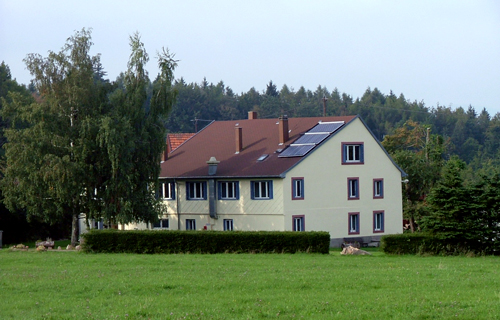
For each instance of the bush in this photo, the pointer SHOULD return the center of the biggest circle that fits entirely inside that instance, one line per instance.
(422, 243)
(161, 241)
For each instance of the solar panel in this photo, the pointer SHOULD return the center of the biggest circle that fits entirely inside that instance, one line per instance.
(296, 151)
(327, 127)
(311, 138)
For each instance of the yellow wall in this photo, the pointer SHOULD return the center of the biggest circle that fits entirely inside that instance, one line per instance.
(325, 206)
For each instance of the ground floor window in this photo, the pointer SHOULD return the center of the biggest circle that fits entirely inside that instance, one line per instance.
(161, 224)
(354, 223)
(262, 190)
(190, 224)
(378, 221)
(228, 224)
(298, 223)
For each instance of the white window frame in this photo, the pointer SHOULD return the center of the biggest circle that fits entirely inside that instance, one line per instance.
(190, 224)
(262, 190)
(164, 224)
(378, 188)
(378, 221)
(298, 188)
(353, 188)
(228, 224)
(227, 187)
(353, 153)
(354, 223)
(198, 189)
(299, 223)
(167, 190)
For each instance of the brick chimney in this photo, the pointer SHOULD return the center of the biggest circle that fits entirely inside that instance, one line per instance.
(239, 139)
(252, 115)
(283, 129)
(166, 151)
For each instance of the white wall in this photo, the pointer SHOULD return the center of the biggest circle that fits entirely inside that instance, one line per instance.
(325, 205)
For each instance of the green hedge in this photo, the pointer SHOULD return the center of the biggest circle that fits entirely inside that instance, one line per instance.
(162, 241)
(421, 243)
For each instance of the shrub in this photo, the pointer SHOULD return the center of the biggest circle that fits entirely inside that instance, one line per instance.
(422, 243)
(148, 241)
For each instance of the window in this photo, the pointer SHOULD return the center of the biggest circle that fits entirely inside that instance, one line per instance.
(196, 190)
(167, 190)
(353, 153)
(228, 190)
(354, 223)
(297, 188)
(378, 221)
(190, 224)
(262, 190)
(161, 224)
(298, 223)
(353, 188)
(378, 188)
(228, 224)
(98, 225)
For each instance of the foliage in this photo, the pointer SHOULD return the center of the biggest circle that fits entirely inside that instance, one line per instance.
(53, 285)
(113, 241)
(422, 244)
(87, 145)
(421, 156)
(467, 214)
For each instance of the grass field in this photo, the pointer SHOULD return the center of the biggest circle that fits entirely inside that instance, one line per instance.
(71, 285)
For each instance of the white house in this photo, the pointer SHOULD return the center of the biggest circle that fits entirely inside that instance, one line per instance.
(298, 174)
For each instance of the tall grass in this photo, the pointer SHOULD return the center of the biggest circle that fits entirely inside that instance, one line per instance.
(70, 285)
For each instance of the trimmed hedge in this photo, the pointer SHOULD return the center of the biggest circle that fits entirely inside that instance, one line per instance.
(421, 243)
(162, 241)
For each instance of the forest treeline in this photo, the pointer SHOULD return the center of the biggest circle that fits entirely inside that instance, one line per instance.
(472, 135)
(425, 141)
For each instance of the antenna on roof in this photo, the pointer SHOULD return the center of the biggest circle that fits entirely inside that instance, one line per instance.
(196, 123)
(324, 105)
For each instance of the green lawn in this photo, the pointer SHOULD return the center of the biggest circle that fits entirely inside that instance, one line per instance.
(71, 285)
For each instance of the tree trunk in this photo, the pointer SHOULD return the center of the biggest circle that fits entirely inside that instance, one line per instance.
(74, 230)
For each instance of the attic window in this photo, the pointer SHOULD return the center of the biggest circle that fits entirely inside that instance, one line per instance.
(263, 157)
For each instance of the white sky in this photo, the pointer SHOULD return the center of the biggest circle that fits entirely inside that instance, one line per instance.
(445, 52)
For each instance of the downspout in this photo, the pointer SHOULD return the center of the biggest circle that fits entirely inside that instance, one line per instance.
(212, 170)
(178, 204)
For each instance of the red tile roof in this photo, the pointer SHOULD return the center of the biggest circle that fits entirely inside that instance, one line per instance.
(174, 140)
(260, 136)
■ ■ ■ ■
GOAL:
Scale everything from the line containing "For each instance of the forest" down to the end of the records, both ends included. Write out every line again with its request, multiplying each coordinate in the answers by 1.55 and rounding to whole numbers, with halves rounded up.

FULL RESPONSE:
For each instance of the forest treeline in this photo, the pointer SHOULD return the center of the biggest circle that fits entirely inside that instance, one line per instance.
(732, 209)
(659, 219)
For each instance of the antenna on roof in this photo, the pointer SHOULD return the center of the biggest circle that fits entirely inside that instance, one line per instance.
(304, 191)
(502, 163)
For each instance of the green lawn in this photo, the pointer SHOULD return the center of the biggest circle that fits entirely inside that instance, one line per instance.
(110, 442)
For each instance of the tree trunk in this photo, the pointer SHOULD return the center of the biggest circle that fits entirely inside that instance, one line per instance.
(115, 357)
For each instance of the attic window in this photo, the pointer SHOULD return the center of the biggest circle that fits entirely inside that instance, one line per instance.
(408, 243)
For each instance of the white sky in this photo, the pointer SHOULD return the center of the biggest circle that fits entirely inside that instance, one line per instance.
(690, 81)
For each instance of the downspout in this photo, the pointer SHOULD return the center of the biggest circle that fits entirely inside that instance, one line per instance.
(329, 264)
(276, 316)
For each instance of the red tile roof in this photo, the pointer SHOULD return the center of the biggest circle that fits entirely inside that instance, one line per instance.
(270, 217)
(403, 211)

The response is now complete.